Texte
Observations finales du Comité contre la Torture, Chine, U.N. Doc. A/51/44, paras. 138-150 (1996).
Convention Abbreviation: CAT
COMITÉ CONTRE LA TORTURE
EXAMEN DES RAPPORTS PRÉSENTÉS PAR LES ÉTATS PARTIES
EN APPLICATION DE L'ARTICLE 19 DE LA CONVENTION
Conclusions et recommandations du Comité contre la torture
H. Chine
138. Le Comité a examiné le deuxième rapport périodique de la Chine (CAT/C/20/Add.5)
à ses 251e, 252e et 254e séances, les 3 et 6 mai 1996 (CAT/C/SR.251, 252/Add.1
et 254), et a adopté les conclusions et recommandations ci-après.
1. Introduction
139. Le Comité se félicite du rapport du Gouvernement chinois ainsi que de son
document de base (HRI/CORE/1/Add.21). Le deuxième rapport périodique de la Chine,
daté du 2 décembre 1995, était attendu le 2 novembre 1993. Comme la Chine a
présenté un rapport supplémentaire daté du 8 octobre 1992, la date à laquelle
elle a présenté ce deuxième rapport périodique convenait parfaitement au Comité.
140. Le deuxième rapport périodique de la Chine suit les directives du Comité
et les respecte de façon satisfaisante.
141. Le Comité remercie aussi le représentant de l'État partie pour son introduction
orale au rapport, si intéressante, et pour la façon constructive dont lui-même
et les autres membres de la délégation chinoise ont répondu aux questions qui
leur avaient été posées.
2. Aspects positifs
142. Les réformes qui font l'objet des amendements à la loi de procédure pénale
et qui doivent entrer en vigueur en 1997 constituent un progrès important sur
la voie du développement de la primauté du droit en Chine et de l'aptitude de
ce pays à s'acquitter des obligations qui lui incombent en vertu de la Convention.
143. Des policiers auraient été poursuivis et condamnés pour des actes de torture
commis en Chine, et notamment au Tibet.

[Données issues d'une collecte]
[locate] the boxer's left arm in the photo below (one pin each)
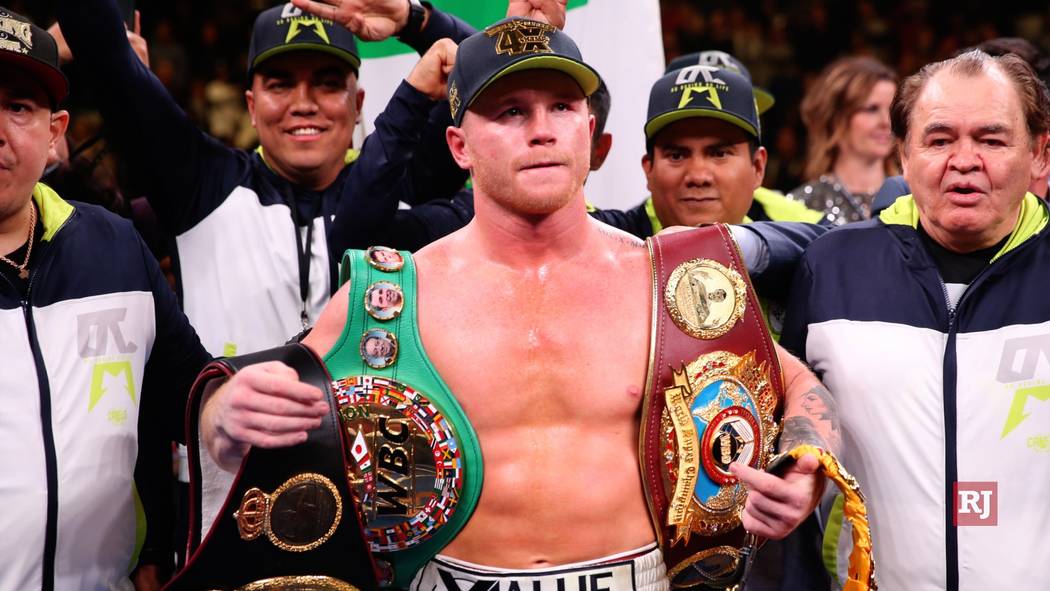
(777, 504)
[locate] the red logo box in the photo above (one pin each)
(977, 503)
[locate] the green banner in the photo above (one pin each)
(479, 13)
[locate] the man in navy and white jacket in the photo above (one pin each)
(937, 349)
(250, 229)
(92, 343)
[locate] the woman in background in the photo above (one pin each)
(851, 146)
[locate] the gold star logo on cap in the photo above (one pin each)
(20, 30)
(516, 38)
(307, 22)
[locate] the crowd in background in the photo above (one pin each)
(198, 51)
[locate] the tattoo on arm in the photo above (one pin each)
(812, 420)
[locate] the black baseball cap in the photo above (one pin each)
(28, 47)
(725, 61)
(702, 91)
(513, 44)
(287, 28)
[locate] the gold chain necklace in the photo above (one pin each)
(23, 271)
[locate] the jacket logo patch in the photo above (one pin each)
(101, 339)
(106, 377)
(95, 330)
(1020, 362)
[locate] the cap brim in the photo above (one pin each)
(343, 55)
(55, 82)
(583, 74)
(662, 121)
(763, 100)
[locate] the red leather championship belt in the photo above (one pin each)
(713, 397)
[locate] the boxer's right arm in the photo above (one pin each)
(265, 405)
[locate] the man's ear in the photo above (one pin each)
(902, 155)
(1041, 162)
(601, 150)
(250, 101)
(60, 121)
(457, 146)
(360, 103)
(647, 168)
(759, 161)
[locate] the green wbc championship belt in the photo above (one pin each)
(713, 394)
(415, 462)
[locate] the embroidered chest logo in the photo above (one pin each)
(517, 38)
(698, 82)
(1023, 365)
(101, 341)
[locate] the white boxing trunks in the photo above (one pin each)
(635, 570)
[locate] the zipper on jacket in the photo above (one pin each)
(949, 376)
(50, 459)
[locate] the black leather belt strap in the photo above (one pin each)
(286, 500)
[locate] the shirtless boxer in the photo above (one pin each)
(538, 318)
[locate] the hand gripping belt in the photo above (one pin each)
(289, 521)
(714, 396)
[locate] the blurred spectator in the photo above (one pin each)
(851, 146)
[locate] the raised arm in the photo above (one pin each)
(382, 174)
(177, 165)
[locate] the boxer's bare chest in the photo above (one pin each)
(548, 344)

---

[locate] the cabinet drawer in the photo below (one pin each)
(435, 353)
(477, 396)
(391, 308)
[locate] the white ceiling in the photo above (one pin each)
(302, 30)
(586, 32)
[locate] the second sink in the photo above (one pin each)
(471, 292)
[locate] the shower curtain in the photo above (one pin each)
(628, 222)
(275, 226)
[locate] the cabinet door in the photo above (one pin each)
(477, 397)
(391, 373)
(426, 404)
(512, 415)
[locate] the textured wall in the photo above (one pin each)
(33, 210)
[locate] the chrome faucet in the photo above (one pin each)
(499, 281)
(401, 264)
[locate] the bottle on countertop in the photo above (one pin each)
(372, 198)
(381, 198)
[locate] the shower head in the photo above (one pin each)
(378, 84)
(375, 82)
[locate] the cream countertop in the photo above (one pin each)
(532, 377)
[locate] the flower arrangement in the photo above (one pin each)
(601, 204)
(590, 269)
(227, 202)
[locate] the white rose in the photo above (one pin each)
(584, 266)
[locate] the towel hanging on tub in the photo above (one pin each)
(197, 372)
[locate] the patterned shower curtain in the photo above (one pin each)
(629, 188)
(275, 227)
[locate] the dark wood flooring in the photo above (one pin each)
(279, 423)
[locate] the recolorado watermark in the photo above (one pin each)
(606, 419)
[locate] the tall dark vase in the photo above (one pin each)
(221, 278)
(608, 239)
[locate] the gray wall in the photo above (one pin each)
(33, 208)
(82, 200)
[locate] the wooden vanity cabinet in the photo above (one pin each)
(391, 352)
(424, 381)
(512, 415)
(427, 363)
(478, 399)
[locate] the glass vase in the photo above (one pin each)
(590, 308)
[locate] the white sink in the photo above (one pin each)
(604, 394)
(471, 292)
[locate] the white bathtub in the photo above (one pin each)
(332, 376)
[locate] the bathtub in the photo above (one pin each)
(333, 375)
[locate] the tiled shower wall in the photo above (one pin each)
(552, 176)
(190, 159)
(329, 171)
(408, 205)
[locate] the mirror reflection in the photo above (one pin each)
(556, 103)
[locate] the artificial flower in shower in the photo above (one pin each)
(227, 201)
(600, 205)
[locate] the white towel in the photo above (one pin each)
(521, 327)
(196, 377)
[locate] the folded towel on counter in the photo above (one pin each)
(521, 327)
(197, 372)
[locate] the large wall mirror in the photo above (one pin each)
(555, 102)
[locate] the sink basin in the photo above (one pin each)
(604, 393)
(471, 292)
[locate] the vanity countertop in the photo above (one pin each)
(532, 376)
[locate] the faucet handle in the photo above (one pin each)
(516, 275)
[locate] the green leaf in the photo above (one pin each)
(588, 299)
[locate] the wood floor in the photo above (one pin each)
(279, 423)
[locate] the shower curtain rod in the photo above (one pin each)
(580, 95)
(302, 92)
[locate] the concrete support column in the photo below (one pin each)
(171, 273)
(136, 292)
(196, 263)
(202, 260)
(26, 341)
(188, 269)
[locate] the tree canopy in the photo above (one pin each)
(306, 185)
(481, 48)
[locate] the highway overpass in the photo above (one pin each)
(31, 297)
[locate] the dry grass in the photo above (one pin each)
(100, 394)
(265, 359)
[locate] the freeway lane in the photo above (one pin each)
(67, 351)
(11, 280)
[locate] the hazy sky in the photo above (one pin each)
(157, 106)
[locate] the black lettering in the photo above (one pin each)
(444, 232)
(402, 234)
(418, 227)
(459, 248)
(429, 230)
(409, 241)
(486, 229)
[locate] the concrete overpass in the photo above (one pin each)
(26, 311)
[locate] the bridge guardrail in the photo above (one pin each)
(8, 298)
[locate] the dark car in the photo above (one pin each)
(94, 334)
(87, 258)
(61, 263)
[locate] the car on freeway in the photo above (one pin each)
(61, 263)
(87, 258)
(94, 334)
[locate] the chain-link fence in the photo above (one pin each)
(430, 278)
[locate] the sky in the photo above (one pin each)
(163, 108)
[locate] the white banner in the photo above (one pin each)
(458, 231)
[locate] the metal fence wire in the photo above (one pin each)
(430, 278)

Consigne A
D'après les observations finales du Comité sur la Chine, à quelle date le deuxième rapport périodique de ce pays était-il attendu ?
Consigne B
Extrayez des observations finales du Comité sur la Chine le passage allant de « 140. Le deuxième » jusqu'à « avaient été posées. » inclus.

Réponse attendue A
Il était attendu le 2 novembre 1993.

Réponse attendue B
140. Le deuxième rapport périodique de la Chine suit les directives du Comité
et les respecte de façon satisfaisante.
141. Le Comité remercie aussi le représentant de l'État partie pour son introduction
orale au rapport, si intéressante, et pour la façon constructive dont lui-même
et les autres membres de la délégation chinoise ont répondu aux questions qui
leur avaient été posées.